**WRITTEN TASK**
Copy out all the data, word for word.

-=-=-=-=-

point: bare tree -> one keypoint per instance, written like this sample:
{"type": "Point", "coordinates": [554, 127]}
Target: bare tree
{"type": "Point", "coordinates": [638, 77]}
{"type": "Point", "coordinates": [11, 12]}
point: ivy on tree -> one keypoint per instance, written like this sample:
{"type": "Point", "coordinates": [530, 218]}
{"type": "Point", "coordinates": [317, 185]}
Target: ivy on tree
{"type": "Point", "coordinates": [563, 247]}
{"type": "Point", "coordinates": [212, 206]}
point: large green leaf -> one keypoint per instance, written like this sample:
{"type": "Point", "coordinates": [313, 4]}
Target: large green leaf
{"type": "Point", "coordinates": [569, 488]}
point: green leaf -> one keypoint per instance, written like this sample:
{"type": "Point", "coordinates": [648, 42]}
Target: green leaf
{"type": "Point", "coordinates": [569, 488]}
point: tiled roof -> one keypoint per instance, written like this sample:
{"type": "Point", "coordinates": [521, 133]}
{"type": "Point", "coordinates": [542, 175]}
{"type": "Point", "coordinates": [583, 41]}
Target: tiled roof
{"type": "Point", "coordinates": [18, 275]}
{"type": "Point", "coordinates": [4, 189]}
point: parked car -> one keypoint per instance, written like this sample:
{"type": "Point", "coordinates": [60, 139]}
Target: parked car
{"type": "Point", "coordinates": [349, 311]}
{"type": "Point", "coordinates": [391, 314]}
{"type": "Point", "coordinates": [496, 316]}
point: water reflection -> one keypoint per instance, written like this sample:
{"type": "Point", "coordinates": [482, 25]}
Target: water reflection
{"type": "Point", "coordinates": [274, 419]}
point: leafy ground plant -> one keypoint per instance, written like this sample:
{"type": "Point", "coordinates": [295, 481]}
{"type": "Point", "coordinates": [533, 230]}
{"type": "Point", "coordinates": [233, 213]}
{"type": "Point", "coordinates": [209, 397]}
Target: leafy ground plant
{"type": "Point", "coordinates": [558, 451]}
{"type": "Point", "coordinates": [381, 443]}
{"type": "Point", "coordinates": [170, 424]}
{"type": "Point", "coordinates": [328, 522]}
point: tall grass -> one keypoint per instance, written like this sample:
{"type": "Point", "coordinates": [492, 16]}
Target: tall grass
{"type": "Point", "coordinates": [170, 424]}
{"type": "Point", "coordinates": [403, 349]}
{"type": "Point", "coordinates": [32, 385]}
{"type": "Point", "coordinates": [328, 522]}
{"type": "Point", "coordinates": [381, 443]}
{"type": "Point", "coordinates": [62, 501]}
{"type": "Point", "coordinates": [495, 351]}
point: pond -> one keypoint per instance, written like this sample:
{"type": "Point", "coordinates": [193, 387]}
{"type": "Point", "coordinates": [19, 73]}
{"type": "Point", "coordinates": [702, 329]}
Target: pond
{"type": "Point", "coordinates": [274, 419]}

-=-=-=-=-

**TASK ANSWER**
point: bare tree -> one keypoint per instance, written like this sample:
{"type": "Point", "coordinates": [554, 127]}
Target: bare tree
{"type": "Point", "coordinates": [638, 77]}
{"type": "Point", "coordinates": [11, 12]}
point: ivy on tree -> one keypoint per instance, written like this sample:
{"type": "Point", "coordinates": [530, 218]}
{"type": "Point", "coordinates": [317, 185]}
Target: ivy on tree
{"type": "Point", "coordinates": [563, 247]}
{"type": "Point", "coordinates": [212, 206]}
point: large green leaf -> one keypoint per instance, written like this sample:
{"type": "Point", "coordinates": [313, 4]}
Target: large green leaf
{"type": "Point", "coordinates": [569, 488]}
point: green leaf -> one keypoint per instance, written like this sample:
{"type": "Point", "coordinates": [648, 42]}
Target: green leaf
{"type": "Point", "coordinates": [569, 488]}
point: tiled roof -> one keypoint per instance, written like this sample:
{"type": "Point", "coordinates": [521, 133]}
{"type": "Point", "coordinates": [542, 175]}
{"type": "Point", "coordinates": [583, 41]}
Target: tiled roof
{"type": "Point", "coordinates": [18, 275]}
{"type": "Point", "coordinates": [4, 189]}
point: parked car -> one keypoint per instance, written like this sample:
{"type": "Point", "coordinates": [60, 139]}
Target: parked car
{"type": "Point", "coordinates": [349, 311]}
{"type": "Point", "coordinates": [391, 314]}
{"type": "Point", "coordinates": [496, 316]}
point: water reflection -> one keypoint per instance, written like this sample:
{"type": "Point", "coordinates": [482, 25]}
Target: water reflection
{"type": "Point", "coordinates": [274, 419]}
point: leafy ground plant -> one keypoint per instance, written like this sample:
{"type": "Point", "coordinates": [295, 481]}
{"type": "Point", "coordinates": [533, 230]}
{"type": "Point", "coordinates": [233, 213]}
{"type": "Point", "coordinates": [209, 397]}
Target: leafy ground plant
{"type": "Point", "coordinates": [558, 451]}
{"type": "Point", "coordinates": [381, 443]}
{"type": "Point", "coordinates": [170, 424]}
{"type": "Point", "coordinates": [328, 522]}
point: tall grass -> one keypoint per instance, written like this sample:
{"type": "Point", "coordinates": [492, 16]}
Target: tall grass
{"type": "Point", "coordinates": [170, 424]}
{"type": "Point", "coordinates": [403, 349]}
{"type": "Point", "coordinates": [32, 385]}
{"type": "Point", "coordinates": [328, 522]}
{"type": "Point", "coordinates": [381, 443]}
{"type": "Point", "coordinates": [62, 501]}
{"type": "Point", "coordinates": [495, 351]}
point: pond -> one keypoint per instance, written like this sample:
{"type": "Point", "coordinates": [193, 387]}
{"type": "Point", "coordinates": [19, 73]}
{"type": "Point", "coordinates": [702, 329]}
Target: pond
{"type": "Point", "coordinates": [274, 419]}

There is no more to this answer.